■ EXERCISE GOAL
Update the records below by swapping each "instance" for "object" and keeping every other word the same.

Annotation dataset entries
■ ■ ■ ■ ■ ■ ■

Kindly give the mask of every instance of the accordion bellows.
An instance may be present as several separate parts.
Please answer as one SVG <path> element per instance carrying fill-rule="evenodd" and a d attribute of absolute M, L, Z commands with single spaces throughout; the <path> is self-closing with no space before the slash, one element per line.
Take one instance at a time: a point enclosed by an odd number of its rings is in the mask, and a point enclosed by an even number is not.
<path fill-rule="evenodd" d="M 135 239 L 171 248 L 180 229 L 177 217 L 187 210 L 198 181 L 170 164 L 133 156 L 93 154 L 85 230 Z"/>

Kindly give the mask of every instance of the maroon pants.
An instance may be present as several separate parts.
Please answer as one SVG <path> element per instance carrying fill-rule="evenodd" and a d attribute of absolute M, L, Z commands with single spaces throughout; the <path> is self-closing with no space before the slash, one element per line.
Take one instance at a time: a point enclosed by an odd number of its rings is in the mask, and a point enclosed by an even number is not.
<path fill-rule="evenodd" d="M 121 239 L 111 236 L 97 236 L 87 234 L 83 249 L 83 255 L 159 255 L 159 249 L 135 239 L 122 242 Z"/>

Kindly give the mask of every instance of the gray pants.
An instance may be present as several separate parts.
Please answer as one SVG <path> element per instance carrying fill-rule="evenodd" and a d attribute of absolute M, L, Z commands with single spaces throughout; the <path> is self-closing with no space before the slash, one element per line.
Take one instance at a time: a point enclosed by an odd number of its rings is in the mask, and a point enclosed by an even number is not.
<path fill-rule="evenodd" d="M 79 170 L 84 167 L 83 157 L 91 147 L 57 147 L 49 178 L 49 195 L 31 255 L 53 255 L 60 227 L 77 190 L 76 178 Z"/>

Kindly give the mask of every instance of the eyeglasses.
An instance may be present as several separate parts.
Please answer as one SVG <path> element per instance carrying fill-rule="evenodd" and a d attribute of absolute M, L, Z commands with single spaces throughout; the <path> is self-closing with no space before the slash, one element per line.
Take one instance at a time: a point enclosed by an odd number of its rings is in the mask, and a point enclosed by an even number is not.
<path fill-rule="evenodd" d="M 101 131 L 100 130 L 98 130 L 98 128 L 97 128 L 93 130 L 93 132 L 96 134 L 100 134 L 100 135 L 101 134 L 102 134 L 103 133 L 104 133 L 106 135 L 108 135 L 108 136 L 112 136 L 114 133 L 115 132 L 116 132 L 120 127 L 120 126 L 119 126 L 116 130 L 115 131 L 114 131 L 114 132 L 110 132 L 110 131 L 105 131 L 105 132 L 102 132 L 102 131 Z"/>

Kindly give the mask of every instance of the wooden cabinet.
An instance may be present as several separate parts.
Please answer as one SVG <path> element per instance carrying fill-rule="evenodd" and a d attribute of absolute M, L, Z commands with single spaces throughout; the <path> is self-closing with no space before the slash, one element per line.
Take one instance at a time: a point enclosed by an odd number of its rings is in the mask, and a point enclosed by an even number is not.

■ ■ ■ ■ ■ ■ ■

■ EXERCISE ANSWER
Kindly give the mask of every object of the accordion bellows.
An object may be present as several separate parts.
Please answer as one SVG <path> element per object carrying fill-rule="evenodd" and a d attribute of absolute M, L, Z commands with single spaces throughout; the <path> is self-closing with no space before the slash, one element per line.
Take one object at a time: a point enclosed by an odd number of its rings is in the mask, and a point enclosed by an even number is not.
<path fill-rule="evenodd" d="M 135 239 L 171 248 L 180 229 L 177 217 L 187 210 L 198 181 L 170 164 L 133 156 L 93 154 L 85 230 Z"/>

Kindly give the mask of every object of the maroon pants.
An object may be present as several separate parts.
Please answer as one SVG <path> element per object carrying fill-rule="evenodd" and a d attribute of absolute M, L, Z commands with single spaces throughout; the <path> is self-closing with no space before the slash, one element per line.
Take one object at a time: a point enclosed by an odd number of its rings is in the mask, and a point enclosed by an even number is not.
<path fill-rule="evenodd" d="M 121 239 L 111 236 L 97 236 L 87 234 L 83 249 L 83 255 L 159 255 L 159 249 L 135 239 L 122 242 Z"/>

Kindly give the mask of every object of the gray pants.
An object may be present as several separate parts.
Please answer as one SVG <path> element per object carrying fill-rule="evenodd" and a d attribute of absolute M, L, Z commands with single spaces throughout; the <path> is self-closing with no space before the slash, one element per line.
Take one object at a time: a point enclosed by an odd number of its rings is in the mask, and a point enclosed by an even number is not.
<path fill-rule="evenodd" d="M 79 170 L 84 167 L 83 157 L 91 147 L 57 147 L 49 178 L 49 195 L 31 255 L 53 255 L 60 227 L 77 190 L 76 178 Z"/>

Kindly give the mask of every object of the eyeglasses.
An object may be present as several separate parts.
Please answer as one SVG <path> element per object carrying fill-rule="evenodd" and a d attribute of absolute M, L, Z commands with single spaces throughout; the <path> is self-closing with no space before the slash, one element per line.
Take one object at a time: a point enclosed by an odd number of its rings is in the mask, and a point enclosed by an even number is not.
<path fill-rule="evenodd" d="M 101 131 L 100 130 L 98 130 L 98 128 L 97 128 L 93 130 L 93 132 L 96 134 L 100 134 L 100 135 L 101 134 L 102 134 L 103 133 L 104 133 L 106 135 L 108 135 L 108 136 L 112 136 L 114 133 L 115 132 L 116 132 L 120 127 L 120 126 L 119 126 L 116 130 L 115 131 L 114 131 L 114 132 L 110 132 L 110 131 L 105 131 L 105 132 L 102 132 L 102 131 Z"/>

Kindly give the mask of every object of the wooden cabinet.
An object may be present as several separate parts.
Please answer as one SVG <path> element per object carrying fill-rule="evenodd" and a d attribute of absolute M, L, Z commands with single spaces throughout; the <path> is self-closing with no space before the slash, one element per line.
Take one object at a time: a point enclosed by an odd number of its rings is in the mask, and a point enclosed by an even number is not.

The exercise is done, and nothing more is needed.